* [Selected passage]:
-- Opening Marker --
What Happened: Nvidia reported fiscal year 2025 second-quarter non-GAAP earnings of 68 cents per share and revenue of $30.04 billion, outperforming the Street estimate of 64 cents and $28.68 billion. Non-GAAP gross margin slipped 3.2 points sequentially to 75.7%, with the company attributing the softness to inventory provisions for low-yielding Blackwell material and a higher mix of new products within the data center business.
The company guided to third-quarter revenue of $32.5 billion-plus or minus 2%, compared to the consensus of $31.69 billion, and maintained full-year non-GAAP gross margin guidance in the range of the mid-70%.
Nvidia also announced an incremental $50 billion stock buyback program.
Making sense of the stock weakness post earnings, The Future Fund LLC’s Gary Black said the variance of the guidance versus the consensus was the smallest in several quarters and way less than many investors were expecting.
Deepwater Asset Management’s Gene Munster suggested the sell-off was overdone and the stock will come back up in the coming week. The management did not clarify the Blackwell 200 delay but it could be pushed out by at least two months, the tech venture capitalist said.
In premarket trading on Thursday, Nvidia slipped 4.47% to $120, according to Benzinga Por data. The stock could trim the losses into the session as the sell-side talks it up. Nvidia’s weakness reverberated in the whole of the chip ecosystem with semiconductor, and chip-equipment makers as well as suppliers taking a hit.
See Also: Best Semiconductor Stocks
The Chip Movers:
- Advanced Micro Devices, Inc. AMD fell 1.66% to $143.93.
- AI server maker Super Micro Computer, Inc. SMCI, which has taken a severe pounding in the previous two sessions on a short report, plunged 5.30% to $420.
- Nvidia’s supplier and foundry Taiwan Semiconductor Manufacturing Company Limited TSM slipped 1.79% to $166.17.
- Micron Technology, Inc. MU lost 1.66% to $93.29.
- Broadcom Inc. AVGO moved down 1.80% to $155.34.
- Marvell Technology, Inc. MRVL retreated 1.01% to $67.75.
- Arm Holdings plc ARM declined 1.68% to $123.21.
The iShares Semiconductor ETF SOXX, an exchange-traded fund that tracks the performance of the Philadelphia Semiconductor Index slipped 0.73% to $224.26.
-- Closing Marker --
* [What the task requires]:
In the article on Nvidia's earnings, give the ticker symbol of every company listed under "The Chip Movers:". The lines after this point come from a different source than the article.

* [Records shown]:
-- Opening Marker --
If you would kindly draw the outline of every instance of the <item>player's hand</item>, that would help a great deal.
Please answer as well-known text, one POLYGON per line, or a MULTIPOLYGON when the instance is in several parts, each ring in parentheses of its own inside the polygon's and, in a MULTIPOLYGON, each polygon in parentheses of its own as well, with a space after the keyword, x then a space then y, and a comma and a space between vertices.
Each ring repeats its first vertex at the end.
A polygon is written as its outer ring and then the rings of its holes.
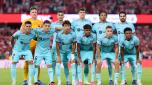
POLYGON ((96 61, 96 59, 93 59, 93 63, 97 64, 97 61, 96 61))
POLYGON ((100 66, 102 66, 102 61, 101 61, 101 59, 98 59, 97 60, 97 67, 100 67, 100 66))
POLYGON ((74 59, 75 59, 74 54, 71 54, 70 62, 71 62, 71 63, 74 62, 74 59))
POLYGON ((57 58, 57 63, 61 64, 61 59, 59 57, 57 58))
-- Closing Marker --
-- Opening Marker --
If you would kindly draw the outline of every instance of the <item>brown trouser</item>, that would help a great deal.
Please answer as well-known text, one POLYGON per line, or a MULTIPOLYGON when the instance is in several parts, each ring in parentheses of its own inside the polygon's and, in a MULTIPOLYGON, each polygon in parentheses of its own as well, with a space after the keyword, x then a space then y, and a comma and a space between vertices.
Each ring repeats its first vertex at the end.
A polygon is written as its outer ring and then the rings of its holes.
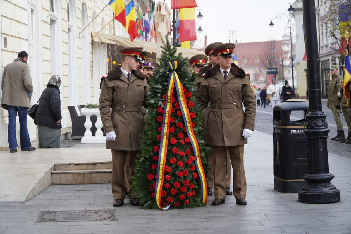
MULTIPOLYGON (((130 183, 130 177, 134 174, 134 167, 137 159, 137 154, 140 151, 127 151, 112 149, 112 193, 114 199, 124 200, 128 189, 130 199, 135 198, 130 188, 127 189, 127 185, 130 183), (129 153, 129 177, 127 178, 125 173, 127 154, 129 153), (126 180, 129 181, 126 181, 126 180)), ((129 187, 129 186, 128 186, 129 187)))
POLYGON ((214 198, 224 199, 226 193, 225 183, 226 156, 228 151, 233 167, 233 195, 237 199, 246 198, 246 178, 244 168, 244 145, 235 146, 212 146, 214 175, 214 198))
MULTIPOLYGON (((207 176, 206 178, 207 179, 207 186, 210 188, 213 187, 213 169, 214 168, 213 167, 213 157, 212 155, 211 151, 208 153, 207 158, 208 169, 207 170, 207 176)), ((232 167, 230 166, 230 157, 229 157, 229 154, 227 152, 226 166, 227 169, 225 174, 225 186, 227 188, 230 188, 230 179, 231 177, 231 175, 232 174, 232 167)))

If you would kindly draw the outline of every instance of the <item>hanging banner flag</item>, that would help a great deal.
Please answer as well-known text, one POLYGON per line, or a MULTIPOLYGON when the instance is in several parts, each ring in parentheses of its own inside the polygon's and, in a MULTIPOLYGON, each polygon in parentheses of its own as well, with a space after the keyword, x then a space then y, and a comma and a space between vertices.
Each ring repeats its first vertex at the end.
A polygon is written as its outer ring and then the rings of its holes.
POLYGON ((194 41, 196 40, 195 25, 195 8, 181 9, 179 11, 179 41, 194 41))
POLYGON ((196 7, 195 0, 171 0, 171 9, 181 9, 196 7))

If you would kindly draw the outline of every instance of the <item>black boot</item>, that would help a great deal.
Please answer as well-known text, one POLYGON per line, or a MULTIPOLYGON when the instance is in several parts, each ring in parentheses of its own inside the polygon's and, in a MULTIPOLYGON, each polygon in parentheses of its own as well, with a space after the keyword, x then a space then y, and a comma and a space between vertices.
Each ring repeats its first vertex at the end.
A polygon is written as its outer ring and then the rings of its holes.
-- Closing Marker --
* [Answer section]:
AMD, SMCI, TSM, MU, AVGO, MRVL, ARM